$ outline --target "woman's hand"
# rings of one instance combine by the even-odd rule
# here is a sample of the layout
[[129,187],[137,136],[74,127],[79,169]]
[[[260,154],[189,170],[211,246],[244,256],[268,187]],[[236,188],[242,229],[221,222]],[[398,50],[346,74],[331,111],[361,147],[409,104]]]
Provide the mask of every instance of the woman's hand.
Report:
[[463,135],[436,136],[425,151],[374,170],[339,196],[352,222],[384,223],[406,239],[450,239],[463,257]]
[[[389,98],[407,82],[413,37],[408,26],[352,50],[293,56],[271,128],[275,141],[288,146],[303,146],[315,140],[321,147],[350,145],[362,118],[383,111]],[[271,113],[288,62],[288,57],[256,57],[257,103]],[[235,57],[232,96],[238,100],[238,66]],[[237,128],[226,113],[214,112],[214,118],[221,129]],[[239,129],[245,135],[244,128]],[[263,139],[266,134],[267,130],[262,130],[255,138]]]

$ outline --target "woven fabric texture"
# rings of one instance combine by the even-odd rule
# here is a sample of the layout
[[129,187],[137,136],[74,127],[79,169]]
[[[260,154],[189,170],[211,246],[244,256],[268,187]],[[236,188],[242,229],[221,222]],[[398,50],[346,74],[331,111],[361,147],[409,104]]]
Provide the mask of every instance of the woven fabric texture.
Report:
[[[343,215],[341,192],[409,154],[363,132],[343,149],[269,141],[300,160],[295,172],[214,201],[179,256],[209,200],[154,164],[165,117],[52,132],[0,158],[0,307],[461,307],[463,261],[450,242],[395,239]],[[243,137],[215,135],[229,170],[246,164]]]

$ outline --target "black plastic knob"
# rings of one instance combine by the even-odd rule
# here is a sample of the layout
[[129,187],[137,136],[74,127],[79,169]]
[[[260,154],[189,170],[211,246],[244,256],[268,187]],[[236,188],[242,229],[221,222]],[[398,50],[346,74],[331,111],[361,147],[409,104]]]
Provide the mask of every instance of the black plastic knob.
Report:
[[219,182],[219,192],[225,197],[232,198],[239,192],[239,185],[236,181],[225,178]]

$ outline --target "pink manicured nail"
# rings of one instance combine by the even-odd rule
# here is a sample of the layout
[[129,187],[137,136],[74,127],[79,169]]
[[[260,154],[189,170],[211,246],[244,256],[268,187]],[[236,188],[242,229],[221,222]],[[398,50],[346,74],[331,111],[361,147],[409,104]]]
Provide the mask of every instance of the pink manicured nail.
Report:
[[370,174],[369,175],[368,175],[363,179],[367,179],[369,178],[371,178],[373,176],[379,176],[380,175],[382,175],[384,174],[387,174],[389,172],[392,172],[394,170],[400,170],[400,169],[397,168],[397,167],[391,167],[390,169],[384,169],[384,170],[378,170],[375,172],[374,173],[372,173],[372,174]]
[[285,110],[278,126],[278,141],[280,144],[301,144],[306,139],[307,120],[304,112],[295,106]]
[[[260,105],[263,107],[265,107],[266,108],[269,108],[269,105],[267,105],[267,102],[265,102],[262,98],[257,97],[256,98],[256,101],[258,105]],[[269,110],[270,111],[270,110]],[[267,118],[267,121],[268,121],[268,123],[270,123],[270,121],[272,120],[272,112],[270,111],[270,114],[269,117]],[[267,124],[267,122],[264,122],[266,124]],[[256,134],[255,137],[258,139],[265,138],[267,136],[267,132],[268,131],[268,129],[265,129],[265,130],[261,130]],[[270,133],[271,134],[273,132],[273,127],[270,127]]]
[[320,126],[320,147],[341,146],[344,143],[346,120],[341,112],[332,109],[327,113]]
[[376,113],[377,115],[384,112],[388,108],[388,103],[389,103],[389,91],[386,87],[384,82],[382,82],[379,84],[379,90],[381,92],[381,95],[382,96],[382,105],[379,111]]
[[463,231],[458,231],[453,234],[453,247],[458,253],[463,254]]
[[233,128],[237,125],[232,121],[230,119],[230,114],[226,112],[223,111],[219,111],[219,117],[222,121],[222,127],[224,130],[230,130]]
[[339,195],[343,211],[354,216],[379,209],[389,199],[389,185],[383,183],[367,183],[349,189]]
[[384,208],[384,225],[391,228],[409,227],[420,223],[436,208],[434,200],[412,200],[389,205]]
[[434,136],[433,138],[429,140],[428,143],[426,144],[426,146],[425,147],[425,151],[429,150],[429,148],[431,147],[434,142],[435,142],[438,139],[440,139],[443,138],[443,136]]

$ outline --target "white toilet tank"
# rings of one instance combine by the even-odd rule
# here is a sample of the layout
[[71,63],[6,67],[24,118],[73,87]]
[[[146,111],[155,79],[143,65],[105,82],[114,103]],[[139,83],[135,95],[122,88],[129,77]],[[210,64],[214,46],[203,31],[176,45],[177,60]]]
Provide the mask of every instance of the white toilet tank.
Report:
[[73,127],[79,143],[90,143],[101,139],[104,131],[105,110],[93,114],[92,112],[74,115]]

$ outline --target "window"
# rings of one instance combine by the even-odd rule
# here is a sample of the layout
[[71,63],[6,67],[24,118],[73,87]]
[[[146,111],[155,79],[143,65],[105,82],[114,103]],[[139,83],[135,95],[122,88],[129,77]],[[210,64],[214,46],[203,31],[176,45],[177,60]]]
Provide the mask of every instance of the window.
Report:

####################

Direction: Locate every line in the items above that contains the word "knob" and copy each one out. Treat uppercase and lowercase as different.

Task answer:
$ outline --target "black plastic knob"
Provide the mask of every instance of the black plastic knob.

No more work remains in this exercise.